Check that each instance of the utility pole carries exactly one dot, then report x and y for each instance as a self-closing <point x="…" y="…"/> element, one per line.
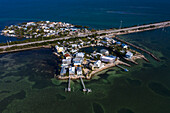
<point x="120" y="24"/>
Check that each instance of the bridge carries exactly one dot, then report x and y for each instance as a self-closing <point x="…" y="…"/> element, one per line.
<point x="109" y="31"/>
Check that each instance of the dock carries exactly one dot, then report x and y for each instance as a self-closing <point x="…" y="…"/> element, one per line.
<point x="122" y="68"/>
<point x="84" y="87"/>
<point x="69" y="88"/>
<point x="138" y="48"/>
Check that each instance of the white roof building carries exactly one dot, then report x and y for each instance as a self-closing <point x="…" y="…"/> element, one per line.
<point x="63" y="71"/>
<point x="104" y="52"/>
<point x="80" y="55"/>
<point x="72" y="71"/>
<point x="97" y="63"/>
<point x="79" y="71"/>
<point x="107" y="58"/>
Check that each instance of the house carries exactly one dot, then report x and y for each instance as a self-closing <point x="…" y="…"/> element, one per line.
..........
◆ **What you will do**
Pictures are to be left out; all else in the entries above is to be quoted exactly.

◆ **Result of the task**
Check that each instance of the utility pole carries exactly one dot, then report x and y for each instance as a self-closing <point x="…" y="…"/> element, one per line.
<point x="120" y="24"/>
Check that each instance of the bridge carries exactly one dot, then report x and y for each instance as a self-closing <point x="…" y="…"/> element, one per line.
<point x="109" y="31"/>
Check that each instance of the dock carries exactly one dot, then report x and y for each instance as a self-closing <point x="…" y="…"/> element, one per line.
<point x="122" y="68"/>
<point x="84" y="87"/>
<point x="69" y="88"/>
<point x="138" y="48"/>
Check that each instance of the white roof building carries exactly one dot, then report x and y for each instance as a self-closing <point x="…" y="…"/> element, one per line.
<point x="63" y="71"/>
<point x="104" y="52"/>
<point x="80" y="55"/>
<point x="72" y="71"/>
<point x="97" y="63"/>
<point x="79" y="71"/>
<point x="107" y="58"/>
Check that each instance of the house carries exactly one dot, then report x and y for each instance as a self-closing <point x="…" y="…"/> element, one per line.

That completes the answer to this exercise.